TRECHO DA PÁGINA:
##########
Além disso, o fato de parcela da população estar na casa dos 30 anos pode ser um fator para o crescimento da taxa, já que essa é considerada a faixa etária ideal para ter filhos e corresponde atualmente a maior geração do país, representando 18,6% da população total.
As estratégias do governo também são consideradas, uma vez que, além de tentar implementar um ministério para cuidar da questão, também buscaram criar campanhas de incentivo governamental e empresarial, oferecendo bônus às famílias que engravidassem. Um exemplo disso é o caso de Nam Hyun Jin, uma mulher entrevistada pelo South China Morning Post após receber um bônus de U$$ 70,000 (aproximadamente R$ 406,000) após o nascimento do seu segundo filho:
A sociedade na totalidade está encorajando mais a maternidade comparado há cinco anos, quando tivemos nosso primeiro filho. Minha empresa também adotou uma cultura de incentivo e isso é um grande auxílio. – Nam Hyun Jin em entrevista ao South China Morning Post
Ainda que janeiro de 2025 tenha marcado o sétimo mês consecutivo de aumento do número de nascimentos, demonstrando ser uma tendência positiva, alguns especialistas entendem que ela pode voltar a cair, uma vez que apenas incentivos econômicos não são o suficiente para enfrentar as dificuldades de criar um filho.
Homens podem querer ser pais, mas mulheres não têm o mesmo sentimento
A preocupação de uma nova estagnação da taxa não é aleatória, uma vez que no Relatório das Famílias de Seul 2024, publicado pelo Centro da Família de Seul, pessoas na faixa etária de 20 a 40 anos avaliaram a vontade de se tornarem pais em uma média de 3.4 pontos em uma escala que varia de um a cinco. Ou seja, um número bastante morno, que pode indicar a tendência à estagnação.
Segundo a pesquisa, os homens têm um desejo maior de se tornarem pais, pontuando 3.7 na escala, um aumento do número entre 2021 e 2023, onde o máximo era 3.5. Em contrapartida, a pontuação dada a resposta das mulheres continua a mesma de 2023: 3.0. O que explica essa diferença? A desigualdade de gênero na Coreia do Sul.
A criação de filhos continua sendo vista como uma responsabilidade principalmente da mulher, de forma que muitas se sentem na obrigação de equilibrar perfeitamente a vida de mãe e a profissional ou na obrigação de se tornarem donas de casa. A ausência de um apoio institucional efetivo e as pressões sociais acabam criando uma maior imposição dessa dúvida. Quer um exemplo fácil que já passou na sua telinha?

No episódio 8 de “Love Scout” a próxima candidata da Peoplez é a advogada Jang Seon Woo. No começo, ela é apresentada como uma típica workaholic, principal motivação por trás da sua contratação, mas quando estabelece uma série de regras para aceitar o serviço, o episódio faz o público perceber que não é bem assim. Com os protagonistas, ficamos sabendo que Jang está passando por um processo de divórcio e de custódia do filho, o que a faz querer equilibrar a vida profissional e pessoal. Os desejos passaram a ficar divididos entre querer cuidar bem do filho – que estava sendo negligenciado durante todo o processo – e a carreira bem sucedida como advogada, fazendo a personagem se questionar se realmente tinha o direito de ser mãe.
##########
MATERIAL FORNECIDO:
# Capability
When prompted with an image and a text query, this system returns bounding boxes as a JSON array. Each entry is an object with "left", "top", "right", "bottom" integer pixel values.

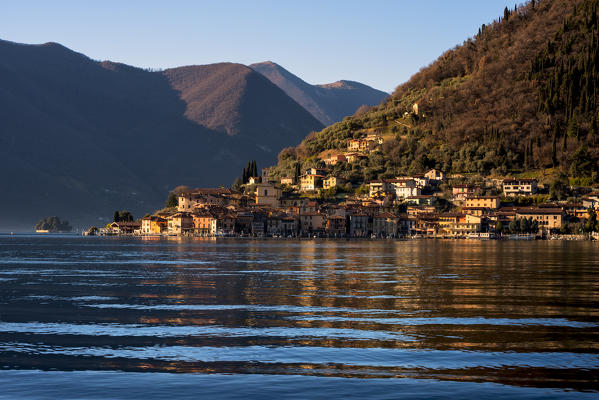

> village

[{"left": 98, "top": 131, "right": 599, "bottom": 239}]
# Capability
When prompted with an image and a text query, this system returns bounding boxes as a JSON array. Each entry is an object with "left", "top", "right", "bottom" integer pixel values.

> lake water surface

[{"left": 0, "top": 235, "right": 599, "bottom": 399}]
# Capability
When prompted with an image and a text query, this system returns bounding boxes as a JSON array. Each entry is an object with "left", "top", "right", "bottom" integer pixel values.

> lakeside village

[{"left": 92, "top": 135, "right": 599, "bottom": 240}]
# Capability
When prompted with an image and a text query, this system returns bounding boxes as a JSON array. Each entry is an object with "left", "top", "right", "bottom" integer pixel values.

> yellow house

[
  {"left": 256, "top": 183, "right": 283, "bottom": 208},
  {"left": 516, "top": 207, "right": 564, "bottom": 231},
  {"left": 322, "top": 176, "right": 346, "bottom": 190},
  {"left": 193, "top": 213, "right": 217, "bottom": 236},
  {"left": 300, "top": 174, "right": 324, "bottom": 191},
  {"left": 141, "top": 215, "right": 168, "bottom": 235},
  {"left": 464, "top": 196, "right": 501, "bottom": 210}
]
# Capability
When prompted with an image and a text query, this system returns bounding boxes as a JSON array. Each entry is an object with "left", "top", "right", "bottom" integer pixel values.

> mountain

[
  {"left": 0, "top": 41, "right": 323, "bottom": 230},
  {"left": 250, "top": 61, "right": 389, "bottom": 125},
  {"left": 273, "top": 0, "right": 599, "bottom": 185}
]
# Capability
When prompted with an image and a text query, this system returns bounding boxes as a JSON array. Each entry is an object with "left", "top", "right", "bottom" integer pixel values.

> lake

[{"left": 0, "top": 235, "right": 599, "bottom": 399}]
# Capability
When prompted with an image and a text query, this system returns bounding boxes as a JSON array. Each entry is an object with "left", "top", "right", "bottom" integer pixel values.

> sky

[{"left": 0, "top": 0, "right": 515, "bottom": 92}]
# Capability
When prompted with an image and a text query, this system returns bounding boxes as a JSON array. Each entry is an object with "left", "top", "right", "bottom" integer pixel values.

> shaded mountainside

[
  {"left": 275, "top": 0, "right": 599, "bottom": 184},
  {"left": 250, "top": 61, "right": 389, "bottom": 125},
  {"left": 0, "top": 41, "right": 322, "bottom": 230}
]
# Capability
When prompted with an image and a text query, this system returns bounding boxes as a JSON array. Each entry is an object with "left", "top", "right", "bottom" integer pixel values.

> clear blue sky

[{"left": 0, "top": 0, "right": 514, "bottom": 91}]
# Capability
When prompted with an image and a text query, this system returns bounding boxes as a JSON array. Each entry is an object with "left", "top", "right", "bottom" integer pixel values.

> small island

[{"left": 35, "top": 216, "right": 73, "bottom": 233}]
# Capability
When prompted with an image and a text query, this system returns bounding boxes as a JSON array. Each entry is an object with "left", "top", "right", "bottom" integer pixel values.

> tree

[
  {"left": 584, "top": 208, "right": 599, "bottom": 232},
  {"left": 115, "top": 211, "right": 135, "bottom": 222},
  {"left": 509, "top": 219, "right": 520, "bottom": 233},
  {"left": 164, "top": 192, "right": 179, "bottom": 208},
  {"left": 293, "top": 162, "right": 301, "bottom": 184},
  {"left": 520, "top": 218, "right": 530, "bottom": 233},
  {"left": 570, "top": 145, "right": 592, "bottom": 178},
  {"left": 231, "top": 177, "right": 243, "bottom": 190},
  {"left": 495, "top": 221, "right": 503, "bottom": 235},
  {"left": 549, "top": 171, "right": 568, "bottom": 200}
]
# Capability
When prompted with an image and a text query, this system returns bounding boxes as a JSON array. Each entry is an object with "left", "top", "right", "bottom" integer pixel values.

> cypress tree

[{"left": 551, "top": 126, "right": 557, "bottom": 168}]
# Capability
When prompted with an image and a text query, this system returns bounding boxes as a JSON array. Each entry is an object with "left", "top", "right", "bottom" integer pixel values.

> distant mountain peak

[{"left": 250, "top": 61, "right": 388, "bottom": 125}]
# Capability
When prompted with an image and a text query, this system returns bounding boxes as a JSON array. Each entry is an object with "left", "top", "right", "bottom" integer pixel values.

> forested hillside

[
  {"left": 273, "top": 0, "right": 599, "bottom": 184},
  {"left": 250, "top": 61, "right": 389, "bottom": 126},
  {"left": 0, "top": 40, "right": 323, "bottom": 231}
]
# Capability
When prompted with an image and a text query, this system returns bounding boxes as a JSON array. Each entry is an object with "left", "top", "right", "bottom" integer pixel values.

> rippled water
##########
ENUNCIADO: No texto sobre a natalidade na Coreia do Sul, pegue o trecho que começa em "A criação de" e termina em "na sua telinha?" e escreva de novo, trocando "donas de casa" por "mães em tempo integral".

RESPOSTA:
A criação de filhos continua sendo vista como uma responsabilidade principalmente da mulher, de forma que muitas se sentem na obrigação de equilibrar perfeitamente a vida de mãe e a profissional ou na obrigação de se tornarem mães em tempo integral. A ausência de um apoio institucional efetivo e as pressões sociais acabam criando uma maior imposição dessa dúvida. Quer um exemplo fácil que já passou na sua telinha?